Exercise passage section start
This essay does not mean to suggest that what remains of the COVID lockdown represents an opportunity to murder one’s parents. However, it does mean to suggest that, in agreement with Russel, ‘we need urgently to find a way of shattering fractured and depthless calculated time, this dead telepresent of living absence’; the COVID lockdown provides, for all people, but particularly those in the labour force, a rare crisis and, as such, a rare opportunity to disrupt the mechanisms of linear time, to meditate upon its structures, its flaws, its exploitative dimensions, and to seriously take up the task of formulating new ways of temporally and spatially organising the ways in which we live and work.
Exercise passage section end
Extracted data section start
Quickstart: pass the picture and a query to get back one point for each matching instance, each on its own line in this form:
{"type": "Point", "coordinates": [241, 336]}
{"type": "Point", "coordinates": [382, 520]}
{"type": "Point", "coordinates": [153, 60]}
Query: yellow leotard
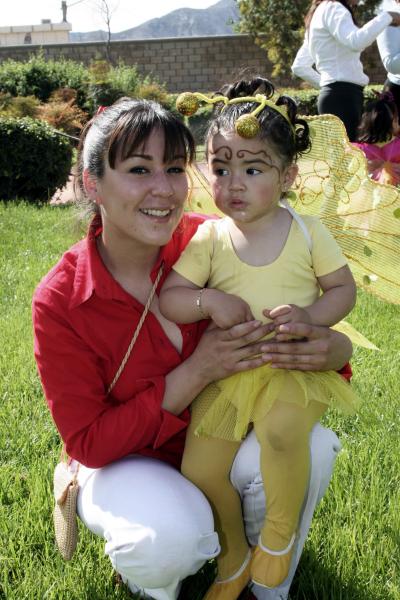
{"type": "Point", "coordinates": [226, 408]}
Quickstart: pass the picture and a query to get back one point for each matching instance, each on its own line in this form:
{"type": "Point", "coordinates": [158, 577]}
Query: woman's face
{"type": "Point", "coordinates": [142, 199]}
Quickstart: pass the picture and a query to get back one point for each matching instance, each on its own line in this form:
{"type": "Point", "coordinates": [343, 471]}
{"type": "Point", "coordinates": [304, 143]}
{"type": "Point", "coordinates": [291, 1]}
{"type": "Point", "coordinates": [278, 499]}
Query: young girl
{"type": "Point", "coordinates": [378, 139]}
{"type": "Point", "coordinates": [262, 254]}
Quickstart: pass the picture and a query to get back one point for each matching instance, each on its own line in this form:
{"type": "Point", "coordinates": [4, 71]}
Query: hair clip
{"type": "Point", "coordinates": [247, 126]}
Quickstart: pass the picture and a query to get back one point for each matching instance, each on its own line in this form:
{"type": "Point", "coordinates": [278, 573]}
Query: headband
{"type": "Point", "coordinates": [246, 126]}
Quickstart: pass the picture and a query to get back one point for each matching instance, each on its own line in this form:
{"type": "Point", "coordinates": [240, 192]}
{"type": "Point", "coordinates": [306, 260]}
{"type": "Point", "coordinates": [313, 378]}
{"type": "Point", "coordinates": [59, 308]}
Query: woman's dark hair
{"type": "Point", "coordinates": [316, 3]}
{"type": "Point", "coordinates": [377, 120]}
{"type": "Point", "coordinates": [288, 139]}
{"type": "Point", "coordinates": [116, 132]}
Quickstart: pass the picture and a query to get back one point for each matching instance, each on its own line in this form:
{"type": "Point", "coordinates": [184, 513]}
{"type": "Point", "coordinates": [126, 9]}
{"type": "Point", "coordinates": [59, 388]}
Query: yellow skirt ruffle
{"type": "Point", "coordinates": [226, 408]}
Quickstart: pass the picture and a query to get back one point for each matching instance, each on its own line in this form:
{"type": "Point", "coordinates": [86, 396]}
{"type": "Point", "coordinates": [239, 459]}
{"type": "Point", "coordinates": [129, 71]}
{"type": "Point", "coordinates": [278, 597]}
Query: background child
{"type": "Point", "coordinates": [260, 255]}
{"type": "Point", "coordinates": [378, 138]}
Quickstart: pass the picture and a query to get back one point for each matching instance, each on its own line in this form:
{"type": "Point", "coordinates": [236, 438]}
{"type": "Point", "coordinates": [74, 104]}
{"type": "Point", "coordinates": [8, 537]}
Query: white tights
{"type": "Point", "coordinates": [158, 526]}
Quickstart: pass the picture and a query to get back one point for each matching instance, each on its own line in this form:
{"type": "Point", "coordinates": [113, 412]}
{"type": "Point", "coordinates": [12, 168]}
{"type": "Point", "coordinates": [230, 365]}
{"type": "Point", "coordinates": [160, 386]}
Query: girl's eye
{"type": "Point", "coordinates": [138, 170]}
{"type": "Point", "coordinates": [220, 172]}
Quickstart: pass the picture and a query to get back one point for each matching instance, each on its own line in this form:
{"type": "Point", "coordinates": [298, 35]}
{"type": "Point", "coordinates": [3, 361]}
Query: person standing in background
{"type": "Point", "coordinates": [389, 49]}
{"type": "Point", "coordinates": [333, 43]}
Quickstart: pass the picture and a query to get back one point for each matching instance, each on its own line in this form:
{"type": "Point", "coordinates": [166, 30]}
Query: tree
{"type": "Point", "coordinates": [278, 26]}
{"type": "Point", "coordinates": [106, 10]}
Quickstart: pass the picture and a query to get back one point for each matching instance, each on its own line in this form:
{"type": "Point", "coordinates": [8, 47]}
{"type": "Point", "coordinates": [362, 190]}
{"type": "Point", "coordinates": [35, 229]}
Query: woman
{"type": "Point", "coordinates": [333, 43]}
{"type": "Point", "coordinates": [389, 49]}
{"type": "Point", "coordinates": [158, 527]}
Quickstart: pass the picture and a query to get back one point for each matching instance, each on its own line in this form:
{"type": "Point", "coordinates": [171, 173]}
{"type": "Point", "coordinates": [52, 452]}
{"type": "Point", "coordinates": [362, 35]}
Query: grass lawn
{"type": "Point", "coordinates": [353, 550]}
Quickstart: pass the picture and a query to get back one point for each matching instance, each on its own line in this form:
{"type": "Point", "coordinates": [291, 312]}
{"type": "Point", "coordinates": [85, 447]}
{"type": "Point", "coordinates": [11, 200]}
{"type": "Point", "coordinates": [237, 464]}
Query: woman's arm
{"type": "Point", "coordinates": [181, 301]}
{"type": "Point", "coordinates": [220, 353]}
{"type": "Point", "coordinates": [303, 66]}
{"type": "Point", "coordinates": [338, 21]}
{"type": "Point", "coordinates": [318, 349]}
{"type": "Point", "coordinates": [98, 429]}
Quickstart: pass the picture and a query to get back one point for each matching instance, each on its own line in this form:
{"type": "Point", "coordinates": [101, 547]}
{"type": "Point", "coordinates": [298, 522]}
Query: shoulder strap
{"type": "Point", "coordinates": [137, 330]}
{"type": "Point", "coordinates": [299, 221]}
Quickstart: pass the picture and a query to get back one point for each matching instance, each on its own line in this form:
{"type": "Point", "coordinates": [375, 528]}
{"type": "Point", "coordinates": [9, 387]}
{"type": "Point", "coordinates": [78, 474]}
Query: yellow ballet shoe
{"type": "Point", "coordinates": [270, 568]}
{"type": "Point", "coordinates": [231, 588]}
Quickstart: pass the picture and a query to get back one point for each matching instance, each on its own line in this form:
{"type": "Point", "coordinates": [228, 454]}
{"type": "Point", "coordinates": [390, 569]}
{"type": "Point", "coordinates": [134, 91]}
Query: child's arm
{"type": "Point", "coordinates": [181, 301]}
{"type": "Point", "coordinates": [337, 300]}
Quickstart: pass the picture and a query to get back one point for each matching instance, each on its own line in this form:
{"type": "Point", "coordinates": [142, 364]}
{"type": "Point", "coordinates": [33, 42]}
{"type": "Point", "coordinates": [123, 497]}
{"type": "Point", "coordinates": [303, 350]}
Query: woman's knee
{"type": "Point", "coordinates": [158, 527]}
{"type": "Point", "coordinates": [155, 559]}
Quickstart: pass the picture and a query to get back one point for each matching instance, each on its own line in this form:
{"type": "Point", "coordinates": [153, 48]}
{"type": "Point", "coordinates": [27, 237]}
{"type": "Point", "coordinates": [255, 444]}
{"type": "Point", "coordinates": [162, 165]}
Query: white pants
{"type": "Point", "coordinates": [159, 527]}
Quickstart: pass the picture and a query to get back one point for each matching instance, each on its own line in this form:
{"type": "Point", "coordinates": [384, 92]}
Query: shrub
{"type": "Point", "coordinates": [19, 106]}
{"type": "Point", "coordinates": [34, 161]}
{"type": "Point", "coordinates": [151, 90]}
{"type": "Point", "coordinates": [62, 113]}
{"type": "Point", "coordinates": [39, 77]}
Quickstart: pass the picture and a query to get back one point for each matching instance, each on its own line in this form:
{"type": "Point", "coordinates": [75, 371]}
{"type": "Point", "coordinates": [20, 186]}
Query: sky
{"type": "Point", "coordinates": [85, 15]}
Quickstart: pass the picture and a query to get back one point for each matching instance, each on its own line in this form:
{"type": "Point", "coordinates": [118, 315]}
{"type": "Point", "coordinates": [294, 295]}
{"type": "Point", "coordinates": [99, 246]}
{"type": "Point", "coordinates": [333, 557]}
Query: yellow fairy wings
{"type": "Point", "coordinates": [362, 214]}
{"type": "Point", "coordinates": [333, 184]}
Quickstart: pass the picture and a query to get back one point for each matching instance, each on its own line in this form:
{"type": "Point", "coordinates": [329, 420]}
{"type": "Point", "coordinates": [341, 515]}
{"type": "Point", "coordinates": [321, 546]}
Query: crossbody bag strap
{"type": "Point", "coordinates": [138, 328]}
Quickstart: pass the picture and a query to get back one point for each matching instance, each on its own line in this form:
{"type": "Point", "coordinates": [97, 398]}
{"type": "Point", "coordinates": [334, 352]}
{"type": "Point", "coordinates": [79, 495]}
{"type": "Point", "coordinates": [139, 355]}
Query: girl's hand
{"type": "Point", "coordinates": [287, 313]}
{"type": "Point", "coordinates": [395, 18]}
{"type": "Point", "coordinates": [319, 349]}
{"type": "Point", "coordinates": [374, 164]}
{"type": "Point", "coordinates": [221, 353]}
{"type": "Point", "coordinates": [226, 310]}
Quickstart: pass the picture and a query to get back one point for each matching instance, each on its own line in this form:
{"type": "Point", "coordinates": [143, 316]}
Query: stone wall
{"type": "Point", "coordinates": [46, 33]}
{"type": "Point", "coordinates": [193, 63]}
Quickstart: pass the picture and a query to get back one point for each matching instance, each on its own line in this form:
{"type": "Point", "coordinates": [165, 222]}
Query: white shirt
{"type": "Point", "coordinates": [389, 49]}
{"type": "Point", "coordinates": [334, 44]}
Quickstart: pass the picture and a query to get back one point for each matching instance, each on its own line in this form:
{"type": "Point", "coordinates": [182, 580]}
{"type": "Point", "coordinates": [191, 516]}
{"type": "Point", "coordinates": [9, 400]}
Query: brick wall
{"type": "Point", "coordinates": [202, 63]}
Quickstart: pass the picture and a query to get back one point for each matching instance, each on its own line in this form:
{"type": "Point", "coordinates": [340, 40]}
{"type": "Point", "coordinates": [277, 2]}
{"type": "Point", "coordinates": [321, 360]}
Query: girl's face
{"type": "Point", "coordinates": [247, 177]}
{"type": "Point", "coordinates": [142, 199]}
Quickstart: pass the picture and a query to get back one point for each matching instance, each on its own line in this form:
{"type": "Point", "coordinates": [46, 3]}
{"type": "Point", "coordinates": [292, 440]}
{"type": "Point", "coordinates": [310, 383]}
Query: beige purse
{"type": "Point", "coordinates": [65, 482]}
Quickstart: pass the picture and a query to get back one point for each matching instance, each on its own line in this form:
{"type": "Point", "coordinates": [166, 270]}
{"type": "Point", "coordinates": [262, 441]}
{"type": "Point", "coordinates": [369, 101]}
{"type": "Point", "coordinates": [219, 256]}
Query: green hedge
{"type": "Point", "coordinates": [34, 160]}
{"type": "Point", "coordinates": [98, 84]}
{"type": "Point", "coordinates": [40, 77]}
{"type": "Point", "coordinates": [306, 100]}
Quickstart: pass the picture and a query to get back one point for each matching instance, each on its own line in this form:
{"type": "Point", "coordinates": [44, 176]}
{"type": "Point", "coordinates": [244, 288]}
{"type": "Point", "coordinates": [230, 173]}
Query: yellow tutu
{"type": "Point", "coordinates": [225, 409]}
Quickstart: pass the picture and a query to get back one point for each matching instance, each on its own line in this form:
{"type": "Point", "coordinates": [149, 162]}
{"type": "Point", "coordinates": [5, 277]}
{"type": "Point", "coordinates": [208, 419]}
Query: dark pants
{"type": "Point", "coordinates": [395, 89]}
{"type": "Point", "coordinates": [345, 100]}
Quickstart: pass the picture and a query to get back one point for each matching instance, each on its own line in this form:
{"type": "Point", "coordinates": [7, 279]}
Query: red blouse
{"type": "Point", "coordinates": [83, 324]}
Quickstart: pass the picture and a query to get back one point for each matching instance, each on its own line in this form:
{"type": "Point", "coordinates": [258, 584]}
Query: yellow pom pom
{"type": "Point", "coordinates": [187, 104]}
{"type": "Point", "coordinates": [247, 126]}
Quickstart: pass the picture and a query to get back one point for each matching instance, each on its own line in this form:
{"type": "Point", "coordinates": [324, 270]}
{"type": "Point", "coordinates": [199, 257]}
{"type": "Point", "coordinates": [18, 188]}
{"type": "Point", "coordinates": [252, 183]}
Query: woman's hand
{"type": "Point", "coordinates": [319, 349]}
{"type": "Point", "coordinates": [221, 353]}
{"type": "Point", "coordinates": [287, 313]}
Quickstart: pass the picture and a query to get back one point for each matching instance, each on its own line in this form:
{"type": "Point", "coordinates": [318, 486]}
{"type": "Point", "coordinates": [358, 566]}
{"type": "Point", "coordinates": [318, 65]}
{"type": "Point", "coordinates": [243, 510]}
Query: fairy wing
{"type": "Point", "coordinates": [333, 184]}
{"type": "Point", "coordinates": [362, 214]}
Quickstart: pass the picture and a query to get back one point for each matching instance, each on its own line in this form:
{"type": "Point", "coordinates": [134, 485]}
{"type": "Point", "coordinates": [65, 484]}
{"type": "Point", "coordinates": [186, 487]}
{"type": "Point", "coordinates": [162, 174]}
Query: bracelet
{"type": "Point", "coordinates": [199, 306]}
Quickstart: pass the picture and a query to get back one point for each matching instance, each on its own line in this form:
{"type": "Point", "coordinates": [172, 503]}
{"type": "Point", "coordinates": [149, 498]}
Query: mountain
{"type": "Point", "coordinates": [217, 19]}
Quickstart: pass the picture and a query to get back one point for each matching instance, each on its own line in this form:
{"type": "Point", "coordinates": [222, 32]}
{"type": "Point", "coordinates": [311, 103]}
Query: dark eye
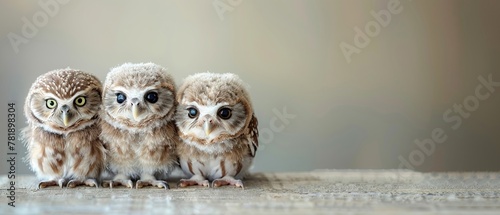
Extracted data section end
= Questions on the material =
1: In the passage on the COVID lockdown, whom does the essay say it agrees with about the urgent need to shatter calculated time?
2: Quote the stretch of the passage on the COVID lockdown from "This essay does" through "live and work.".

= Activity answers =
1: Russel

2:
This essay does not mean to suggest that what remains of the COVID lockdown represents an opportunity to murder one’s parents. However, it does mean to suggest that, in agreement with Russel, ‘we need urgently to find a way of shattering fractured and depthless calculated time, this dead telepresent of living absence’; the COVID lockdown provides, for all people, but particularly those in the labour force, a rare crisis and, as such, a rare opportunity to disrupt the mechanisms of linear time, to meditate upon its structures, its flaws, its exploitative dimensions, and to seriously take up the task of formulating new ways of temporally and spatially organising the ways in which we live and work.